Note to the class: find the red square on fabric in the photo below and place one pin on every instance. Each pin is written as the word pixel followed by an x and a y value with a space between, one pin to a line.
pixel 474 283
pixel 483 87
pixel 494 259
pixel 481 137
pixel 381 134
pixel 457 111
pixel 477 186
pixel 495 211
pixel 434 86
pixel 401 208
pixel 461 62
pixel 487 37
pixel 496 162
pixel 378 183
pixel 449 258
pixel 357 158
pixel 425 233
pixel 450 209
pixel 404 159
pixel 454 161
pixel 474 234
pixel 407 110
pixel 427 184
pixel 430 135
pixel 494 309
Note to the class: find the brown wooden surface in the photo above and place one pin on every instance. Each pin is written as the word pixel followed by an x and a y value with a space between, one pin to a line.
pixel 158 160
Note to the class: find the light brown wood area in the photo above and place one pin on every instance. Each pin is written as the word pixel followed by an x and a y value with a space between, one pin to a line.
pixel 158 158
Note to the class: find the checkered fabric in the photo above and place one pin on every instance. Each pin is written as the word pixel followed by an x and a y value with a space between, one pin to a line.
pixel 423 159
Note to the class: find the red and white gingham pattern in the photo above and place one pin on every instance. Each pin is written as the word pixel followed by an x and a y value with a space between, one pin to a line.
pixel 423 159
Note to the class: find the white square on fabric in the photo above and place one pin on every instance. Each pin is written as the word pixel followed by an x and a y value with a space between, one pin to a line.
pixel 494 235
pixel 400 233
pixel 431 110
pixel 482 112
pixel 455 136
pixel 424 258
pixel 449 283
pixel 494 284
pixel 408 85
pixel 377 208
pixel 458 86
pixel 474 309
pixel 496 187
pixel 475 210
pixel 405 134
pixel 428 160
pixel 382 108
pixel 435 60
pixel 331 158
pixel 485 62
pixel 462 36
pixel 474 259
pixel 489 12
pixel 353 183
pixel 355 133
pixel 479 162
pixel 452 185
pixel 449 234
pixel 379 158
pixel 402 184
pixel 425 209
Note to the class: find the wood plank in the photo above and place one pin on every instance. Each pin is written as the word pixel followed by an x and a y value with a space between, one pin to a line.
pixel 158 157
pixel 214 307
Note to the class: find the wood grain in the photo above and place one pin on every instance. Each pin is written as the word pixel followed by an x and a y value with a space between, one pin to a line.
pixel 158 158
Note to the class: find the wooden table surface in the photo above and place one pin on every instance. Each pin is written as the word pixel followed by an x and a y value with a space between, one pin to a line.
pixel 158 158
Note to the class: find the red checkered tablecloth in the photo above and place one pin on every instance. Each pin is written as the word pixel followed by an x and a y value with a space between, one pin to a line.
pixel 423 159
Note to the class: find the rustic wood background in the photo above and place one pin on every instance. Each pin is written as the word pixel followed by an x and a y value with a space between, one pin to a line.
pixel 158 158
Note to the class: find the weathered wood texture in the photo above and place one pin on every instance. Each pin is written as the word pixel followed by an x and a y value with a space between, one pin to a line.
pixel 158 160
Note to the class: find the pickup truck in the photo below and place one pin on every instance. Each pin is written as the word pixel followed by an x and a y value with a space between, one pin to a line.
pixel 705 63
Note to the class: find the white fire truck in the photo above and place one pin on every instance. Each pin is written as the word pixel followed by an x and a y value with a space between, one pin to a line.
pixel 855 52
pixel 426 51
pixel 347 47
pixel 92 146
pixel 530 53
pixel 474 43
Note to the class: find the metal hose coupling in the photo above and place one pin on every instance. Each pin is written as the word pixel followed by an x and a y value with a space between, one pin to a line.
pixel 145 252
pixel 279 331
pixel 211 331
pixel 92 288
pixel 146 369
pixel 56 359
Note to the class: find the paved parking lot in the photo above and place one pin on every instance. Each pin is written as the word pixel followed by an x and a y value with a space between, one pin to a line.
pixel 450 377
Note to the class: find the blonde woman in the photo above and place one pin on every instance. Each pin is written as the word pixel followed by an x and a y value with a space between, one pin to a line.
○ ○ ○ ○ ○
* **TASK INSTRUCTIONS**: Output the listing exactly.

* **ANSWER FOR THE TASK**:
Note to the class: find the red square on fabric in the photo below and place one pin on every instance. Each pin is written as the word pixel followed by an x and a y value with a space between, one pin to a line.
pixel 474 283
pixel 483 87
pixel 494 259
pixel 481 137
pixel 381 134
pixel 457 111
pixel 477 186
pixel 495 211
pixel 434 86
pixel 401 208
pixel 461 62
pixel 487 37
pixel 496 162
pixel 378 183
pixel 449 258
pixel 357 158
pixel 425 233
pixel 450 209
pixel 404 159
pixel 454 161
pixel 474 234
pixel 407 110
pixel 427 184
pixel 430 135
pixel 494 309
Note to the class: find the brown wooden surface in the photo above and place one pin on every instance. Each pin is written as the word pixel followed by an x and a y value with a space between, one pin to a line.
pixel 158 160
Note to the class: find the light brown wood area in the photo above and place one pin on every instance. Each pin is written as the word pixel followed by an x and a y value with a space between, one pin to a line.
pixel 158 158
Note to the class: find the checkered fabric in the photo above and place one pin on every instance. Each pin is written as the word pixel followed by an x and a y value with a space between, one pin to a line.
pixel 423 159
Note to the class: find the red and white gingham pattern in the photo above and place one pin on every instance. Each pin is written as the word pixel followed by an x and a y value with a space between, one pin to a line.
pixel 423 159
Note to the class: find the white square on fabric in the photo above and place one pin on every instance. Each pin is written as the word pixel followed by an x and a y value with a space between, one pin to a line.
pixel 494 235
pixel 400 233
pixel 431 110
pixel 482 112
pixel 455 136
pixel 424 258
pixel 449 283
pixel 494 284
pixel 408 85
pixel 377 208
pixel 458 86
pixel 474 309
pixel 496 187
pixel 475 210
pixel 405 134
pixel 428 160
pixel 382 108
pixel 435 60
pixel 331 158
pixel 485 62
pixel 462 36
pixel 474 259
pixel 489 12
pixel 353 183
pixel 355 133
pixel 479 162
pixel 452 185
pixel 449 234
pixel 379 158
pixel 402 184
pixel 425 209
Note to the class: find the wood plank in the photo above and place one pin on every instance. Each pin is written as the word pixel followed by an x and a y value with a space between, one pin to a line.
pixel 158 157
pixel 214 307
Note to the class: find the wood grain in the photo above and place one pin on every instance. Each pin is written as the word pixel followed by an x and a y value with a space between, one pin to a line.
pixel 158 158
Note to the class: find the wooden table surface in the photo above and place one pin on every instance. Each pin is written as the word pixel followed by an x and a y value with a space between, one pin to a line.
pixel 158 158
Note to the class: find the red checkered tablecloth in the photo above and place one pin on every instance. Each pin is written as the word pixel followed by an x and a y value with a space between, one pin to a line.
pixel 423 159
Note to the class: find the rustic wood background in the photo above and place one pin on every instance. Each pin is written as the word pixel followed by an x and a y value with a space between, one pin to a line.
pixel 158 158
Note to the class: find the weathered wood texture in the photo above and place one pin on every instance. Each pin is written as the word pixel followed by an x and a y value with a space between, one pin to a line.
pixel 158 160
Note to the class: find the pickup truck in the photo below and place one pin on every instance. Each pin is written as the word pixel followed by an x and a y value with a space between, one pin to a line.
pixel 705 63
Note to the class: find the white fire truck in the photo above and place one pin on every instance. Each pin is written as the word pixel followed by an x and a y value with a space between, one pin to a line.
pixel 855 52
pixel 426 51
pixel 347 47
pixel 92 146
pixel 530 53
pixel 474 43
Note to the class: find the metal hose coupling in the photo above and place one pin on every instance. Each pin is written as the word pixel followed by an x and a y value with a space between, one pin to a line.
pixel 145 252
pixel 279 331
pixel 211 331
pixel 92 288
pixel 146 369
pixel 56 359
Note to the class: find the paved parking lot in the photo above and place one pin on every instance. Each pin is written as the word pixel followed by an x and a y value with a space between, one pin to a line.
pixel 450 377
Note to the class: find the blonde woman in the photo above and place one pin on every instance. Each pin is written as the word pixel followed by an x and a y value with a space between, one pin to a line.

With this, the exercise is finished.